Haseki Sultan of the Ottoman Empire (Imperial Consort)
- Tenure: 1643 – 8 August 1648
- Predecessor: Ayşe Sultan Unnamed Second Haseki
- Successor: Emetullah Rabia Gülnuş Sultan
- Died: 12 September 1687 Old Palace, Constantinople, Ottoman Empire
- Burial: Üsküdar, Istanbul
- Consort of: Ibrahim
- Issue: Ahmed II Gevherhan Sultan Fatma Sultan (?)

Names
- Turkish: Hatice Muazzez Sultan Ottoman Turkish: خدیجہ معزز سلطان
- House: Ottoman
- Religion: Sunni Islam (conversion)

= Muazzez Sultan =

Hatice Muazzez Sultan (خدیجہ معزز سلطان, "respectful lady" and "precious"; died 12 September 1687) was the second Haseki Sultan of Sultan Ibrahim and the mother of Sultan Ahmed II.

== Life ==
Muazzez entered in Ibrahim's harem around 1640, became his concubine, and between 2 January and 15 April 1542 she was entitled second Haseki Sultan, and gave birth to her only certain son, Şehzade Ahmed (future Ahmed II) on 25 February 1643. During Ibrahim's reign, she received a stipend of 1,000 aspers a day. She was the most beautiful of all of Ibrahim's concubine and was known for her mild character and good manners in the palace.

After the deposition and death of Sultan Ibrahim in 1648, his eldest son, Sultan Mehmed IV, son of Turhan Sultan, ascended the throne, after which Muazzez settled in the Old Palace. This brought her thirty eight years of imprisonment in the Old Palace and separation from her son, who was closed in the Kafes.

==Death and aftermath==
In 1687, a large fire broke out near the Old Palace. By the next evening the fire had engulfed the Old Palace. The fire burned for five hours and the palace burned down in many places. Most of lives of people in the Old Palace were saved by the servants in the palace. Muazzez was so severely burned in the fire that she died the next day. Her body was taken to Üsküdar, and buried near a palace around there. Thus, she was not Valide sultan to her son because she died four years before Ahmed II's accession to the throne.

▶ [STORED DATA]:

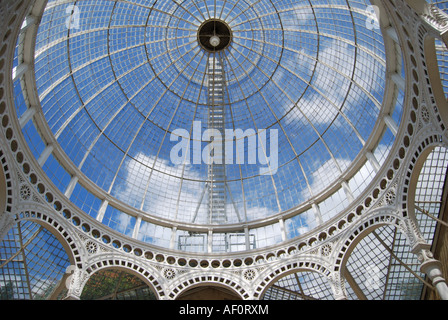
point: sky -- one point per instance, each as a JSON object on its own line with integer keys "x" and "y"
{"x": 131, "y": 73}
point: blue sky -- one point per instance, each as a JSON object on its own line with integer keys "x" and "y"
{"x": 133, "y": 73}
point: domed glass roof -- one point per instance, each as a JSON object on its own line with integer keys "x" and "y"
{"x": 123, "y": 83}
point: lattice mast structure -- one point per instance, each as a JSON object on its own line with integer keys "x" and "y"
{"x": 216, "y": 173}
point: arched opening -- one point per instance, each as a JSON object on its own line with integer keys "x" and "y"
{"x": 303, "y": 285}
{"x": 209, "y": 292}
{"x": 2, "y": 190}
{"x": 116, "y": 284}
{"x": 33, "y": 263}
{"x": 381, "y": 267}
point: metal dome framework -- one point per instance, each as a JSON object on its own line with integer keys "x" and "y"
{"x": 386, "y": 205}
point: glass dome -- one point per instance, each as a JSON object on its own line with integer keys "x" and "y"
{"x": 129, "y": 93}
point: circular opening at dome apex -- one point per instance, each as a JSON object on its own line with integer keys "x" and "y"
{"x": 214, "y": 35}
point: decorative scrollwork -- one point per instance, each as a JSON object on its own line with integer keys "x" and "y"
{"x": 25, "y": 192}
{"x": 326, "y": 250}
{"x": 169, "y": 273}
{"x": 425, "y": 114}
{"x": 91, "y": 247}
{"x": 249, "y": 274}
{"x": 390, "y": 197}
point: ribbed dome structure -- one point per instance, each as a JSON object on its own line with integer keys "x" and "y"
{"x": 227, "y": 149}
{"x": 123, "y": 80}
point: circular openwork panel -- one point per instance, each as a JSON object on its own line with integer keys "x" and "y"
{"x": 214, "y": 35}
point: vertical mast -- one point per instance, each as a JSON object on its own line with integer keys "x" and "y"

▶ [EXERCISE REQUIREMENTS]: Write a continuation of the page excerpt about Muazzez Sultan, starting after its last sentence. The records have nothing to do with this.

▶ [OUTPUT FOR THIS TASK]:
Wares belonging to Muazzez, were immediately placed in the imperial treasury. Her jewelry was given to Behzad Kadın, Süğlün Kadın, and Șehsuvar Kadın, consorts of the new Sultan Suleiman II. But when her son ascended the throne in 1691, he took away the jewelry from the consorts of the recently deceased Sultan and placed the jewelry in the imperial treasury.

==Issue==
Together with Ibrahim, Muazzez had a son and a daughter:
- Ahmed II (Topkapı Palace, 25 February 1643 – Edirne, Turkey, 6 February 1695, buried in Süleymaniye Mosque). Sultan of the Ottoman Empire.
- Gevherhan Sultan (Constantinople, 1642 – October 27, 1694). She was close to Rabia Sultan, Haseki of Ahmed II, and donated some of her properties and income to their newborn daughter, Asiye Sultan.
It is not known for sure if she had other children, but according to some she was also the mother of:

- Fatma Sultan (Constantinople, 1642 – 1657) In 1645 she married Musahip Silahdar Yusuf Paşah, who was executed on January 22, 1646. A month later, her father married her to Musahib Fazlı Paşa, who Ibrahim exiled a couple of months after while causing to divorce them. She was buried in the Yeni Valide mosque

==In popular culture==
- In the 2015 Turkish historical non-fiction TV series Muhteşem Yüzyıl: Kösem, Muazzez Sultan is portrayed by Turkish actress Firuze Gamze Aksu.

==See also==
- Ottoman family tree
- Ottoman dynasty
- List of consorts of the Ottoman sultans
- List of mothers of the Ottoman sultans

==Sources==
- Uluçay, M. Çağatay (2011). "Padişahların kadınları ve kızları"
- Sakaoğlu, Necdet (2008). "Bu Mülkün Kadın Sultanları: Vâlide Sultanlar, Hâtunlar, Hasekiler, Kandınefendiler, Sultanefendiler"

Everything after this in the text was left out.